Retype the complete listing exactly as it appears.

+++ Records for processing

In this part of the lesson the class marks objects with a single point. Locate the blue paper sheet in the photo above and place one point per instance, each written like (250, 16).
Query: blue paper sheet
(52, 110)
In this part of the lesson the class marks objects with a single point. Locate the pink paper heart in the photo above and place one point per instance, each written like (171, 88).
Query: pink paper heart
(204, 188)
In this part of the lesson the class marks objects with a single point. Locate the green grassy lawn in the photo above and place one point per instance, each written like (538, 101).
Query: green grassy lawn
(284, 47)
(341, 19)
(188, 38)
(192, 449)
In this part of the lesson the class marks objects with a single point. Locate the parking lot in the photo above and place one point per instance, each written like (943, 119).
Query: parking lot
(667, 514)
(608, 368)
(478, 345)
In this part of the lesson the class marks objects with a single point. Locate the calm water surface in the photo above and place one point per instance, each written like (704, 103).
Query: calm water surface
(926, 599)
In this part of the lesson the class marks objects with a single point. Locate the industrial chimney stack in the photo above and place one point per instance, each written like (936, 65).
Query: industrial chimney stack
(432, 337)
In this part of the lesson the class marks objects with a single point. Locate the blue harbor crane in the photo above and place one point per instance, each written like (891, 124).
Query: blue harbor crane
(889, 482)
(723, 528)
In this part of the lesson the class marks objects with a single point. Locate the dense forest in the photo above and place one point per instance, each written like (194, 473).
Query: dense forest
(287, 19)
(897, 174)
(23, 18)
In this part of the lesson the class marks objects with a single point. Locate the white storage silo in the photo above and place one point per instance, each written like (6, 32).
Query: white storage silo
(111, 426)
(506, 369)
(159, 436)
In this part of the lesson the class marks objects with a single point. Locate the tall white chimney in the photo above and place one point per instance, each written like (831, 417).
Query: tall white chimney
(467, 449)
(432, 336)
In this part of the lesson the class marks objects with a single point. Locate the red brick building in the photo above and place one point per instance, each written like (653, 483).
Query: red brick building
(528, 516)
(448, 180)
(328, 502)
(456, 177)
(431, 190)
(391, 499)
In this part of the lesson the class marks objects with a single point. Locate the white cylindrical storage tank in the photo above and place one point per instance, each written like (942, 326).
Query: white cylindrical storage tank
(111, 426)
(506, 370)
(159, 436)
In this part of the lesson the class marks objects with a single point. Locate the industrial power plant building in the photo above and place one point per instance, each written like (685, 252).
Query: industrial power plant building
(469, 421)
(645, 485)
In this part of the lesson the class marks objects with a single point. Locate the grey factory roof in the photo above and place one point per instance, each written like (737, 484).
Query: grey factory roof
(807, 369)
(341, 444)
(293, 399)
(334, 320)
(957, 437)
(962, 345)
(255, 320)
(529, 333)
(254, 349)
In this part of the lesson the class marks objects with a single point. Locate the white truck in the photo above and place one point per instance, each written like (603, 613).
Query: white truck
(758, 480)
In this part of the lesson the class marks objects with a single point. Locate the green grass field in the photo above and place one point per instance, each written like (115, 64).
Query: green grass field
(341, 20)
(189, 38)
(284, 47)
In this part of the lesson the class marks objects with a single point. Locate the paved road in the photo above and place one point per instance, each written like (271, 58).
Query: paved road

++++++

- _Answer to the task_:
In this part of the lesson the class marks objects with a single point. Locate the blue paper sheet in the photo above and place one point per instance, each written like (250, 16).
Query: blue paper sheet
(52, 110)
In this part of the lesson the class marks objects with a single point. Locate the pink paper heart in the photo above and place one point per instance, each written like (171, 88).
Query: pink paper heart
(204, 188)
In this part of the lesson the class marks objects with a single point. Locate the green grassy lawn in the photo above and place one point per instance, each written like (538, 101).
Query: green grassy lawn
(284, 47)
(341, 19)
(188, 38)
(192, 449)
In this part of the lesson the class marks objects with a single point. Locate the parking lot in the photo above and place one point per instance, each written like (943, 119).
Query: parking lot
(667, 514)
(608, 368)
(478, 345)
In this part of the lesson the class marks objects with a single point. Locate the calm water surface in the photo above and place one point per instance, each written like (704, 103).
Query: calm water surface
(926, 599)
In this part of the lesson the class marks objects with a single point. Locate the industrial chimney stack in the photo above and place one point per instance, each written like (936, 65).
Query: industrial chimney stack
(432, 337)
In this part of the lesson the class marks objects with a single point. Locate the blue harbor crane in the photo above and place one point per instance, each written like (891, 124).
Query: blue harbor crane
(889, 482)
(723, 528)
In this part of the lesson the class marks objects with a single point. Locate the dense forest in the photo above and place one point per instance, each written like (194, 473).
Query: dense forest
(287, 19)
(897, 174)
(23, 18)
In this part of the lesson the class marks objects with a single point. Locate the white storage silo in the photo above and place one point per instance, each written like (6, 32).
Query: white storage silo
(111, 426)
(506, 369)
(159, 436)
In this part of the lesson the class marks objects with a single point. Locate the tall white chimney in the photo above and place one point per instance, each written like (831, 417).
Query: tall white chimney
(467, 449)
(432, 336)
In this part of the lesson the class marks objects with a single point. Locate the red brick building in the photo above and place one point per instance, each written like (653, 483).
Query: red brick building
(528, 516)
(448, 180)
(328, 502)
(456, 177)
(431, 190)
(391, 499)
In this part of the lesson the class marks objects with a single point. Locate the white cylindrical storage tank in the photo above and place one point per instance, each written like (942, 326).
Query: white cylindrical storage tank
(111, 426)
(506, 370)
(159, 436)
In this part of the lesson the class marks objects with a single point. Locate the industrial power plant building in the photo above and place one point per instance, each written like (685, 252).
Query: industrial power plant building
(469, 421)
(645, 485)
In this part of the lesson the class marks objects with a single point. Locate the grey factory roof in the photo above and place one point per instance, each written like (737, 484).
Query: grey factory roof
(807, 369)
(341, 444)
(293, 399)
(334, 320)
(957, 437)
(962, 345)
(255, 320)
(529, 333)
(254, 349)
In this part of the lesson the class marks objects with a single point. Locate the white truck in the photo above and place one point per instance, each written like (603, 613).
Query: white truck
(758, 480)
In this part of the lesson the class marks objects with a single point. Locate the green grass field in the photo above and place one point per instance, each written like (115, 64).
Query: green grass field
(341, 20)
(189, 38)
(284, 47)
In this part of the lesson the class marks objects with a single point. Locate the paved road in the photo above and place one point per instance, each written like (271, 58).
Query: paved road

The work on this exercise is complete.